- What to do -
Return the run of lines below that opens with the line containing "task | put a dot on the cabinet" and closes with the line containing "task | put a dot on the gray sofa, one", keeping each one exact.

────

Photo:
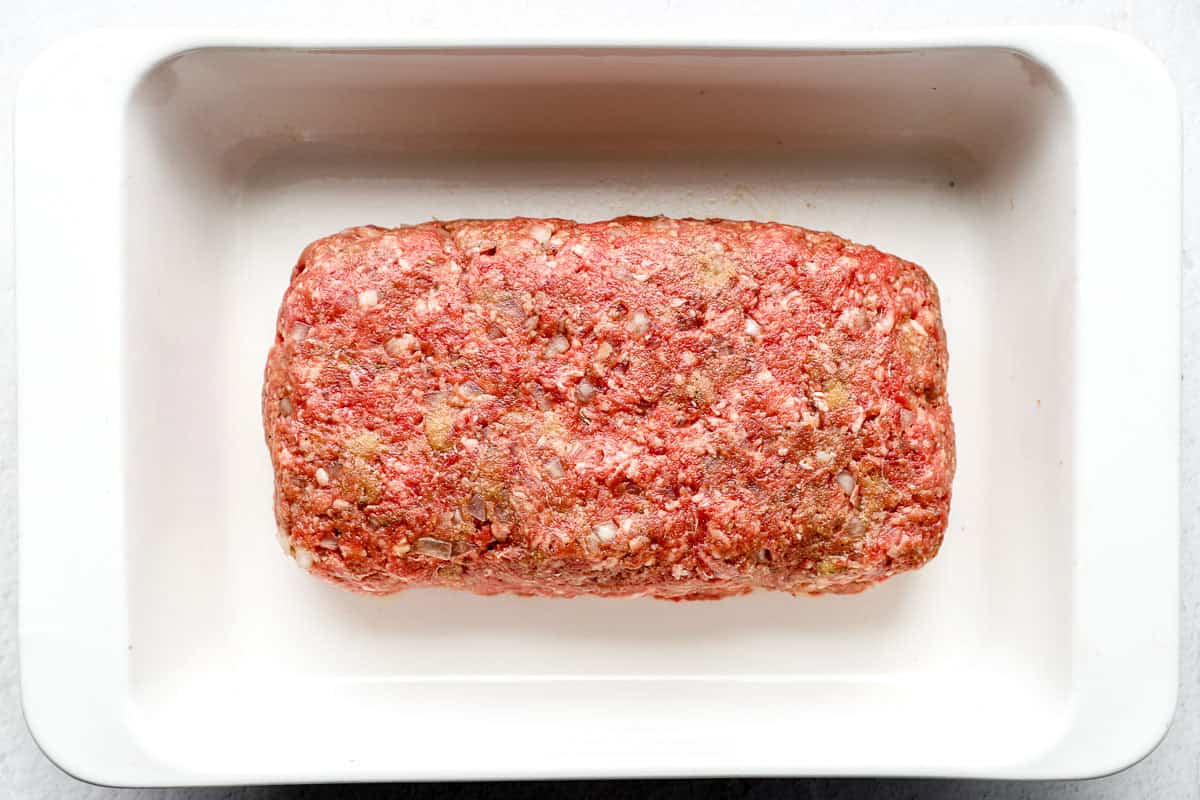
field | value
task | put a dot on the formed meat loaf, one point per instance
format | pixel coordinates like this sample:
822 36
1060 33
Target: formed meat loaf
673 408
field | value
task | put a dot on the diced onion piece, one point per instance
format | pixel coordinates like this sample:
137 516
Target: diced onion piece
477 509
639 324
541 233
606 531
437 548
304 558
471 390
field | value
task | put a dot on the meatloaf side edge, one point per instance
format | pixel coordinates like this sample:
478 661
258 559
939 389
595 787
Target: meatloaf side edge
669 408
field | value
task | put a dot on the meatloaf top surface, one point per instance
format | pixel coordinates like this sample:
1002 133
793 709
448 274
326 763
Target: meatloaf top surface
675 408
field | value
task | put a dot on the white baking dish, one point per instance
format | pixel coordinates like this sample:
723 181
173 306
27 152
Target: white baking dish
166 184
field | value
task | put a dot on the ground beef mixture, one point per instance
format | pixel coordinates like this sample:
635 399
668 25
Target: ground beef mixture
671 408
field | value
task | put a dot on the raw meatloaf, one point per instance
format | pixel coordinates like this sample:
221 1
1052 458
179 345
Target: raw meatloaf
671 408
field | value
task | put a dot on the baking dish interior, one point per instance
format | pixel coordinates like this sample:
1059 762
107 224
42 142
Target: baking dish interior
960 160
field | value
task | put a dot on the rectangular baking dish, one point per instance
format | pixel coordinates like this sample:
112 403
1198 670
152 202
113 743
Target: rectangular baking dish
166 184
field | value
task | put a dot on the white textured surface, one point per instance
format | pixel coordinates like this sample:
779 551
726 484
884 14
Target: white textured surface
1169 28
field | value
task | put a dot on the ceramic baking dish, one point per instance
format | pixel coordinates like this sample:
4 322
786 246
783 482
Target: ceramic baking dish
166 184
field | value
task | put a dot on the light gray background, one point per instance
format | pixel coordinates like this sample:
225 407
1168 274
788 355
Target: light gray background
1171 28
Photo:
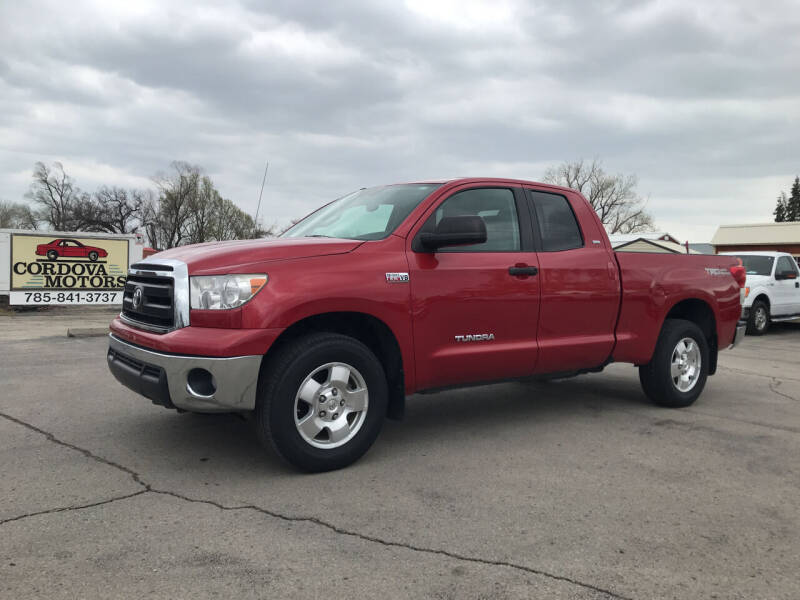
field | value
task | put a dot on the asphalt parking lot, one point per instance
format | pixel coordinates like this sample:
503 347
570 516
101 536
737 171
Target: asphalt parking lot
570 489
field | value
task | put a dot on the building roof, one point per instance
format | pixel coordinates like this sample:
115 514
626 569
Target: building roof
702 248
758 233
646 245
622 238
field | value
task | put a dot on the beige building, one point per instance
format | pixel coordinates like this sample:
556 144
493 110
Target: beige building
776 237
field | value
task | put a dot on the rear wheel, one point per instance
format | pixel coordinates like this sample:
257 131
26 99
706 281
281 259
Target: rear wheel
677 373
322 401
758 323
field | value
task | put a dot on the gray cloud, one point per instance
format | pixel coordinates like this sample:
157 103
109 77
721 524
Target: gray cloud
701 101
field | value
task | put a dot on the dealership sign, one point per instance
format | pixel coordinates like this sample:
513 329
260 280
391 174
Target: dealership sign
67 270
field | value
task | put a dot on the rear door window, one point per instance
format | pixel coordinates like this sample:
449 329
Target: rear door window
497 208
557 224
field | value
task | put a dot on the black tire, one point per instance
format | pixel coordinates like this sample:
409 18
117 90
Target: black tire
280 382
656 377
757 325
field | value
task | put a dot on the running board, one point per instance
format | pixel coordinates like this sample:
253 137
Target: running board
784 318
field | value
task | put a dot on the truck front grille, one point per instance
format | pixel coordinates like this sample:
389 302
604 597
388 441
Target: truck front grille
148 300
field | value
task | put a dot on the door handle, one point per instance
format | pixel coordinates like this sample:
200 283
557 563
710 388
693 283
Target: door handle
522 271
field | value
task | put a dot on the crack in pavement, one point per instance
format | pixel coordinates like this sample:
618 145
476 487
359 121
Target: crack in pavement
774 384
753 373
84 451
148 489
50 511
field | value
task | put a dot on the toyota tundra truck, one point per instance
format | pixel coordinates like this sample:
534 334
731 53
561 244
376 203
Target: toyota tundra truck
321 333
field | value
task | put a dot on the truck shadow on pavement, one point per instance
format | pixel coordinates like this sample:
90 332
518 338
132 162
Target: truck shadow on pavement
493 412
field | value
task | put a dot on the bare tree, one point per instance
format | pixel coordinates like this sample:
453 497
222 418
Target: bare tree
177 195
59 199
614 197
113 210
14 215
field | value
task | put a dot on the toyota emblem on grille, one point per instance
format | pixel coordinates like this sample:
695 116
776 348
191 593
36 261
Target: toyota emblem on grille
137 298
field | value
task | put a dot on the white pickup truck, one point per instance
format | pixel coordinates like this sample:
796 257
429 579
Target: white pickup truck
772 289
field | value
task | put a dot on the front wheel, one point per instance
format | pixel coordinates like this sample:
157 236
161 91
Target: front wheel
758 323
677 372
321 402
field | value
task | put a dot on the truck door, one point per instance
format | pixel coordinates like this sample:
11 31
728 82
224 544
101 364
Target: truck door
579 279
786 299
475 308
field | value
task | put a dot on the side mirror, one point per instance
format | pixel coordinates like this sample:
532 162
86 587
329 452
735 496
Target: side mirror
454 231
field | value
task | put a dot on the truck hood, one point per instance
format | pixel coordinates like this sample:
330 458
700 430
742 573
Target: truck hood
228 256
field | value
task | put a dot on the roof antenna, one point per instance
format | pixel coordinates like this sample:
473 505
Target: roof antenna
263 181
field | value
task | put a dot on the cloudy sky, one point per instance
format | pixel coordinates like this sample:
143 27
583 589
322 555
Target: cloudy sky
700 99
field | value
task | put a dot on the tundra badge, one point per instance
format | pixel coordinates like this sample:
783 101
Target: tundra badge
477 337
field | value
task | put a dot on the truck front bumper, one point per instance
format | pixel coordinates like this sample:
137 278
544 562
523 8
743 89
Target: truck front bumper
193 383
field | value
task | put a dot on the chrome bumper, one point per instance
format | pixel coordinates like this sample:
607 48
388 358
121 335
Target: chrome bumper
741 328
165 378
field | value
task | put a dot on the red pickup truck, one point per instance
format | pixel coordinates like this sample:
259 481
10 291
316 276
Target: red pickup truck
407 288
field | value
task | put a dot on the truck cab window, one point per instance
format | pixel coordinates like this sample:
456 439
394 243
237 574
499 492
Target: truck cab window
497 208
557 224
785 267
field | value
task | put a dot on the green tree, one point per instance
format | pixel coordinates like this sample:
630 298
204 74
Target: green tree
780 208
793 203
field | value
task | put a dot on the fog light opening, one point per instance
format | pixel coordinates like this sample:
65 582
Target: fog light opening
201 383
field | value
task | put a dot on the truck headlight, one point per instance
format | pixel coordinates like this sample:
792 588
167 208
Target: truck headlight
222 292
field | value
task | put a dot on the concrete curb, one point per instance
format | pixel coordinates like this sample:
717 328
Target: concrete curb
87 332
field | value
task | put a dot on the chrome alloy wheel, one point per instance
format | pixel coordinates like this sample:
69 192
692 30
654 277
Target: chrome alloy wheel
686 364
760 318
331 405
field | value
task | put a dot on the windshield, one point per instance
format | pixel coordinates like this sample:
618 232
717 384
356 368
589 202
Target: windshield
368 214
757 265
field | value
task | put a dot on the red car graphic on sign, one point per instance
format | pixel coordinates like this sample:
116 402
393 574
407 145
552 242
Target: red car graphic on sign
66 248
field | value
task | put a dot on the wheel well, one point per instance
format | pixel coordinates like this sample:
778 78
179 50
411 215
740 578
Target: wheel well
764 298
700 313
370 331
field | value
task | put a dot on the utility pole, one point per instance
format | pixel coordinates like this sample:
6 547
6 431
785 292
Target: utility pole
263 181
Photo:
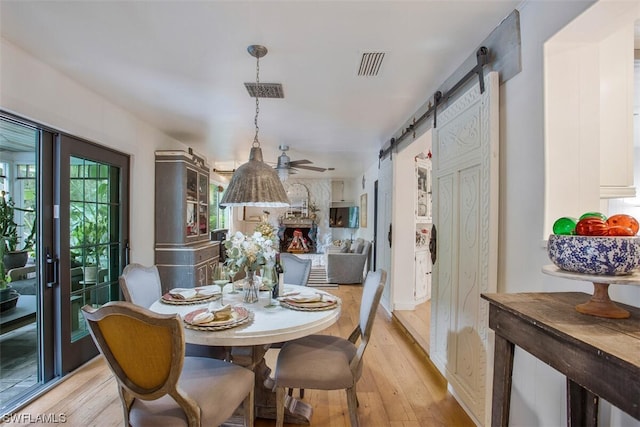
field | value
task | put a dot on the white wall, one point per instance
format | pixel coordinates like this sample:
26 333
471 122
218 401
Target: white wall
538 392
34 90
538 396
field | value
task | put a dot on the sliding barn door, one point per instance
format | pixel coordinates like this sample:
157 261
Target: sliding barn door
465 182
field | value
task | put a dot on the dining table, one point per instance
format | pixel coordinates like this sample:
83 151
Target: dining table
249 340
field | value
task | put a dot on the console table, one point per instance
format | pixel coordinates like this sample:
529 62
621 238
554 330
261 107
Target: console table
600 357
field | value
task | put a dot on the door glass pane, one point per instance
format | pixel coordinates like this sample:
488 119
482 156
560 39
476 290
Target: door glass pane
93 238
20 371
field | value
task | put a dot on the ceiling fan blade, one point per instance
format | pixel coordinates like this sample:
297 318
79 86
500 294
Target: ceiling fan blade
313 168
300 162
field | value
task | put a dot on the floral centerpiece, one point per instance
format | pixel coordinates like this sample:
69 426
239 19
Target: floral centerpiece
249 253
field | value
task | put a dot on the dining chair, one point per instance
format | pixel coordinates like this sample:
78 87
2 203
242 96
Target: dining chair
142 286
296 269
325 362
158 385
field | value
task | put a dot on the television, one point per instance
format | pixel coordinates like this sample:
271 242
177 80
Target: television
346 217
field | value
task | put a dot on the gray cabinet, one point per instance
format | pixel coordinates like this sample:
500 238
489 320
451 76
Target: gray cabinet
184 254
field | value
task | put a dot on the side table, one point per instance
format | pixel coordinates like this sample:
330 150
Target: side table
599 356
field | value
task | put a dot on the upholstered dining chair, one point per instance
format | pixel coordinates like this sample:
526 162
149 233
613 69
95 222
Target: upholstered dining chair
296 269
158 385
325 362
142 286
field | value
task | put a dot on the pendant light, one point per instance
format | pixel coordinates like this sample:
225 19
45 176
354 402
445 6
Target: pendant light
255 183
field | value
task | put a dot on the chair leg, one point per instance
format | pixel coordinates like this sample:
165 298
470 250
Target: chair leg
352 403
248 407
279 406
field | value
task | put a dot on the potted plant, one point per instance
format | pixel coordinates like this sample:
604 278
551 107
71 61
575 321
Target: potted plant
5 289
12 256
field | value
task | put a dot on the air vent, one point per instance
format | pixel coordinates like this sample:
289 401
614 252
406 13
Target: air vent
370 64
265 90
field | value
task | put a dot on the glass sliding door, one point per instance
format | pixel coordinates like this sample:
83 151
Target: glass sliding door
93 230
20 300
70 203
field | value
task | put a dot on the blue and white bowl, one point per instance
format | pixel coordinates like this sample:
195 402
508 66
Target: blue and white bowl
600 255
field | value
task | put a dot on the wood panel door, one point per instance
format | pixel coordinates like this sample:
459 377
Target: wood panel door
465 177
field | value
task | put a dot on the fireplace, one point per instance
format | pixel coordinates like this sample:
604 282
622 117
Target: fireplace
298 236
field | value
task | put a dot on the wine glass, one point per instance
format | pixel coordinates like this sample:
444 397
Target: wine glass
232 270
220 278
269 280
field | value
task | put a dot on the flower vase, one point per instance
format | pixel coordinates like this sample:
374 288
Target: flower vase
250 287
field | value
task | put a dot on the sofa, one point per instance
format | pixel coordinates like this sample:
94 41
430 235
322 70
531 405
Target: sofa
349 265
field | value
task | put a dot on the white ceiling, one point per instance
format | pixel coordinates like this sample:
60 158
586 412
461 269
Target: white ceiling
181 65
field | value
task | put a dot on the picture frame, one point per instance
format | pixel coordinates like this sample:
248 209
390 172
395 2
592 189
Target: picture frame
363 210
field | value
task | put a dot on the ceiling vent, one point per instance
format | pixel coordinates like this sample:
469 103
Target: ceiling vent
265 90
370 64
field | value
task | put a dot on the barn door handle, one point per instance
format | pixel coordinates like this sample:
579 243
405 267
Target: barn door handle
51 271
433 240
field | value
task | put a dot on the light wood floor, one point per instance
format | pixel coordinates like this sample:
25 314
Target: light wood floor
399 386
416 323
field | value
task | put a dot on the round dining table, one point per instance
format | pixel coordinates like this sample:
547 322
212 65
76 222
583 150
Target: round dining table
248 342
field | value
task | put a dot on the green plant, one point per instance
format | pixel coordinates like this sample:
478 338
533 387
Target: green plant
9 227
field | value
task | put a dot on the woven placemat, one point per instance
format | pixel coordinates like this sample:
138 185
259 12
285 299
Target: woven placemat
248 317
174 301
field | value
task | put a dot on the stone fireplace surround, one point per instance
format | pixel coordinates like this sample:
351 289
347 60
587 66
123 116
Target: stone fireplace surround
309 231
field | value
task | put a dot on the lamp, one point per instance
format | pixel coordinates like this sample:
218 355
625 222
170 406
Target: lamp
255 183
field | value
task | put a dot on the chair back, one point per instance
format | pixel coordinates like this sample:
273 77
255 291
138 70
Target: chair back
371 294
141 285
145 350
296 270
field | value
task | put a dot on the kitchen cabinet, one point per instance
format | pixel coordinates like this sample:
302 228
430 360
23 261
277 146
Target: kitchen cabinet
184 255
422 218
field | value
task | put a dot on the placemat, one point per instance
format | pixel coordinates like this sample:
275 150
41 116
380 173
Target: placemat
241 315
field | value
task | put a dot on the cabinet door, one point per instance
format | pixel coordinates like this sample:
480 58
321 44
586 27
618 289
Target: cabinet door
203 204
191 218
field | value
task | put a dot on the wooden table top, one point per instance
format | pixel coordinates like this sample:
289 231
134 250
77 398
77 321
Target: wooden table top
270 325
555 314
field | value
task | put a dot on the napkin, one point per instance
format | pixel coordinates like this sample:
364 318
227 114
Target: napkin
208 290
180 293
221 313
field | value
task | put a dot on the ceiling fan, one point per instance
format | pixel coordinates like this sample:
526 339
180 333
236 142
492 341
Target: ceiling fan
286 165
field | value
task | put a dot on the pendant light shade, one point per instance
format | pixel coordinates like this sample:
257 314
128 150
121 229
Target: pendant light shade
255 183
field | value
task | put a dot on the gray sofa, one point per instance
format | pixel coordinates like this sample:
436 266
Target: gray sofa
348 266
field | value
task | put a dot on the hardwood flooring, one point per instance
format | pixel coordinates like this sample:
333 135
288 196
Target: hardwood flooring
416 323
399 386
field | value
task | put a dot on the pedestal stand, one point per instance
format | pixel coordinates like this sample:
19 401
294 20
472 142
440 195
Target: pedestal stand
600 304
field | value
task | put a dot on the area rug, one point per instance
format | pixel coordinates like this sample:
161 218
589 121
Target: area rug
318 278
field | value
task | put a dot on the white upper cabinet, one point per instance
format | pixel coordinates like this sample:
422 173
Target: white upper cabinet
589 87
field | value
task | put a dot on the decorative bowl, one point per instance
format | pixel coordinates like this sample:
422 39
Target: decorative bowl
601 255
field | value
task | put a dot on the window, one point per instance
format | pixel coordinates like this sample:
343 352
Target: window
218 215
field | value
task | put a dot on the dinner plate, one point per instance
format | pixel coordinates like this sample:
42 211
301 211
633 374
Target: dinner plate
239 316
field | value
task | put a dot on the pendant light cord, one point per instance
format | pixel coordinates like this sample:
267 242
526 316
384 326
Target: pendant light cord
256 143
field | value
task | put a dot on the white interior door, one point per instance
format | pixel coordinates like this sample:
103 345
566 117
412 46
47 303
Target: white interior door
465 183
384 234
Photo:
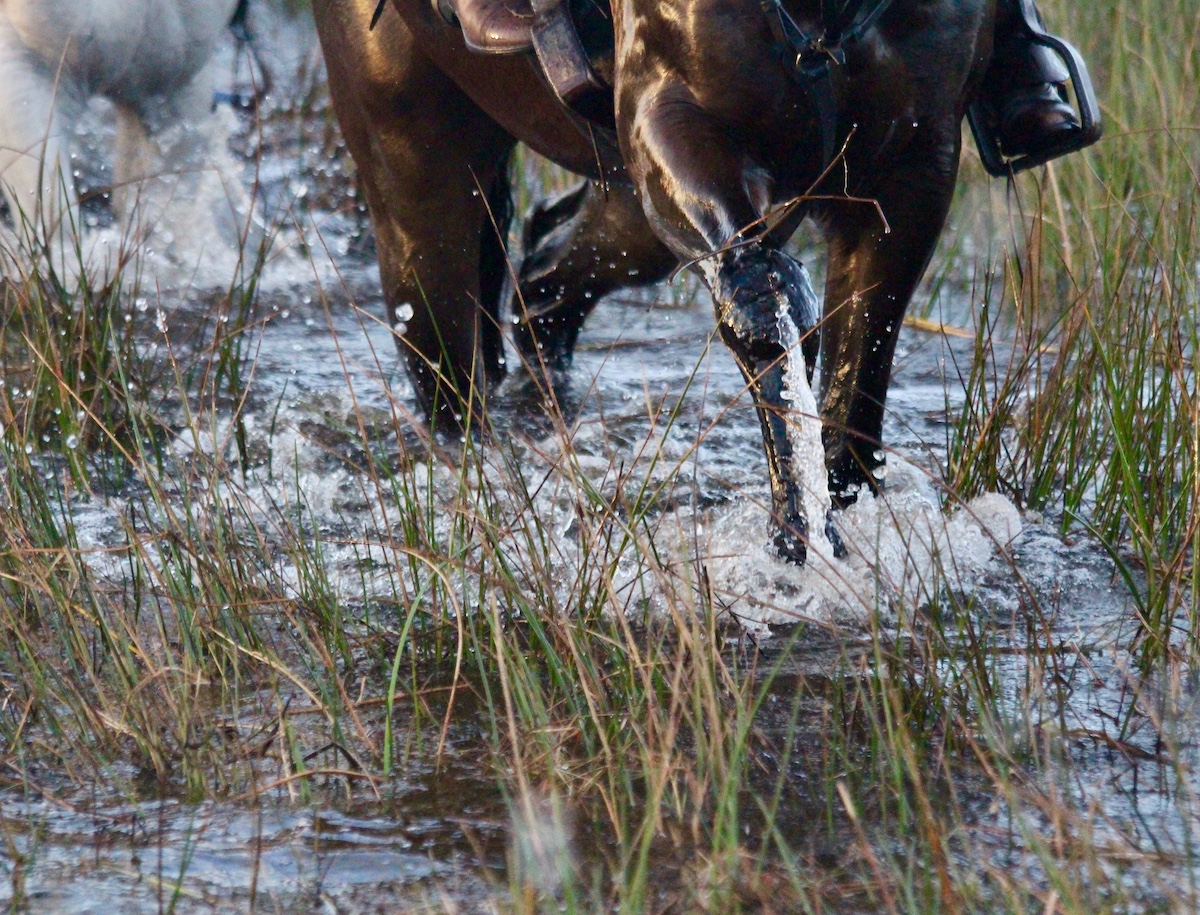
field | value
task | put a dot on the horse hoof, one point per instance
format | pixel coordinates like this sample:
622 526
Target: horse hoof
791 545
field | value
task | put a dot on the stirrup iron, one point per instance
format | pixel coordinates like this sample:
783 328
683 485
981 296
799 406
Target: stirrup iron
994 160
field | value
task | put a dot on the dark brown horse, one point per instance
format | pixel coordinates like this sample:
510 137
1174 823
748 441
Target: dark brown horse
713 132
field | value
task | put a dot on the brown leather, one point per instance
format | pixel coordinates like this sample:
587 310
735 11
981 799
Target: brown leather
496 27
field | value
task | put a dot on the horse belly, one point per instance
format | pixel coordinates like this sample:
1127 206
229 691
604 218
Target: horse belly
123 48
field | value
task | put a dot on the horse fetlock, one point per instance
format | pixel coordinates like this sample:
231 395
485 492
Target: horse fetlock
766 304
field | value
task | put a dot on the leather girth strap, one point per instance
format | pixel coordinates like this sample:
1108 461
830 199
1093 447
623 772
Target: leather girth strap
810 57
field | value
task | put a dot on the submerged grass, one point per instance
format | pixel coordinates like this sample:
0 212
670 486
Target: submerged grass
521 614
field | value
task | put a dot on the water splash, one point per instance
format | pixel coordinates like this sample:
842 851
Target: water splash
808 465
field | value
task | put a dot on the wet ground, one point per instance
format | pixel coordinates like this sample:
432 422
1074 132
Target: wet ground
439 836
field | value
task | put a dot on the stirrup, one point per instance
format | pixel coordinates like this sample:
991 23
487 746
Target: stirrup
994 160
565 63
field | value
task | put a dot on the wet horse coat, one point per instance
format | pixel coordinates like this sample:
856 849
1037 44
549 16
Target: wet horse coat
154 60
713 135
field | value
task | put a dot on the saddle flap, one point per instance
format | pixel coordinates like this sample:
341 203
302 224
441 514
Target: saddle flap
567 64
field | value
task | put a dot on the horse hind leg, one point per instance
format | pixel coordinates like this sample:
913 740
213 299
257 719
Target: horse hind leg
430 162
579 247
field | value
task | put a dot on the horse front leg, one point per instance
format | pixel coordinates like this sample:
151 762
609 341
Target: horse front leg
705 196
873 275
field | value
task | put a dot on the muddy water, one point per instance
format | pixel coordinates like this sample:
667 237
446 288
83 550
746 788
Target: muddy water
442 835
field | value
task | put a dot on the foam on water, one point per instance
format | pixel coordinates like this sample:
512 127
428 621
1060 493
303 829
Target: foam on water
900 549
804 434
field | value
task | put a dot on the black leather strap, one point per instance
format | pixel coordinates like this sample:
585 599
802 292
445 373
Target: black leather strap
810 57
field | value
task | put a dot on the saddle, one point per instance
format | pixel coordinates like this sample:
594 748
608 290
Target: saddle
573 41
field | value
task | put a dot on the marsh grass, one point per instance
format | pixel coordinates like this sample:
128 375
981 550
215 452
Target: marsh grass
520 614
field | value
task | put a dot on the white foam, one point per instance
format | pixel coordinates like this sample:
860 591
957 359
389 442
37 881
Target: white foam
804 434
901 549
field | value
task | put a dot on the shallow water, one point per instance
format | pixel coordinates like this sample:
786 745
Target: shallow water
648 393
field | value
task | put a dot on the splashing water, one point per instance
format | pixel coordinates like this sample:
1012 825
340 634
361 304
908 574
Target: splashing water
804 432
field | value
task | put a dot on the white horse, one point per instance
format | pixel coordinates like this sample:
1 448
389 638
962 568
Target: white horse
174 178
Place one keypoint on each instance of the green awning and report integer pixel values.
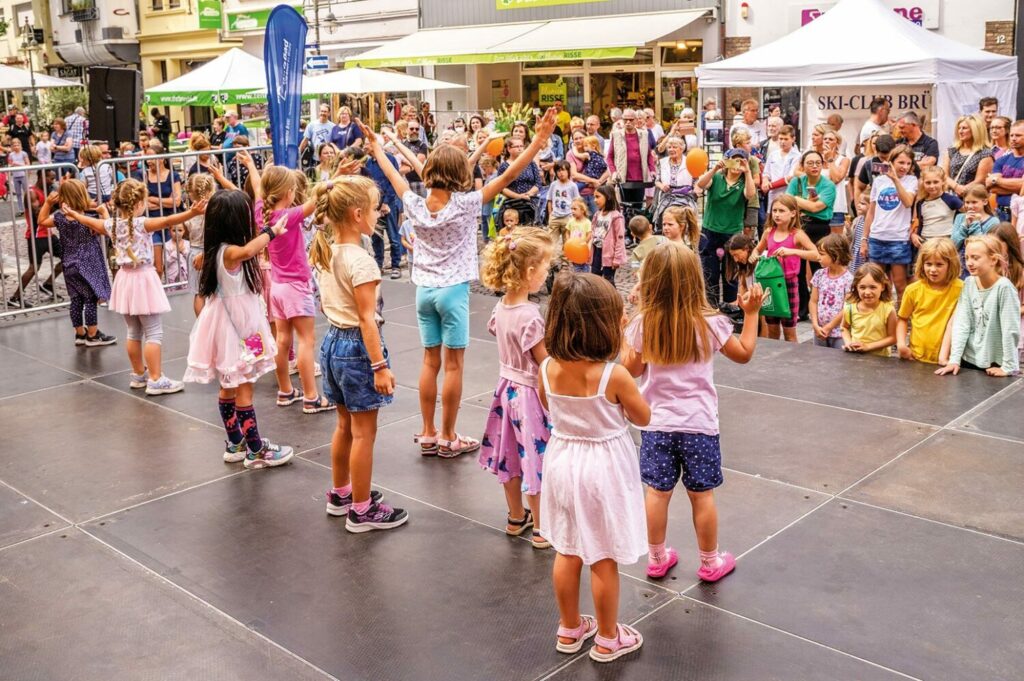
(613, 37)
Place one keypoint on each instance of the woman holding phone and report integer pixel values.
(815, 195)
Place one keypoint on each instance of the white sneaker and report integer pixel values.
(164, 386)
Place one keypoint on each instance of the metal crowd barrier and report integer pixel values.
(18, 255)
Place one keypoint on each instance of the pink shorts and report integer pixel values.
(292, 299)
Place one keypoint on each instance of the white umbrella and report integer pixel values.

────

- Solution to this task -
task | put a dot on the cabinet door, one point per instance
format | pixel coordinates like this sample:
480 58
321 44
586 27
618 289
Target: cabinet door
203 204
191 218
field | value
task | put a dot on the wooden table top, one point per instance
format | pixel coordinates like this sample:
289 231
134 250
77 398
77 321
Target: wooden table top
270 325
555 314
field | value
task | put a dot on the napkin, one point per instance
format | pixel coordinates like this sample:
364 318
227 114
Target: napkin
208 290
180 293
221 313
field | value
task | put a dot on the ceiling fan, one point per instance
format | pixel coordinates like this sample:
526 339
180 333
236 142
492 341
Target: ceiling fan
286 165
field | value
task | put a dot on the pendant light shade, one point per instance
format | pixel coordinates like this sample:
257 314
128 150
121 229
Target: pendant light shade
255 183
field | value
task | put a dot on the gray sofa, one point per instance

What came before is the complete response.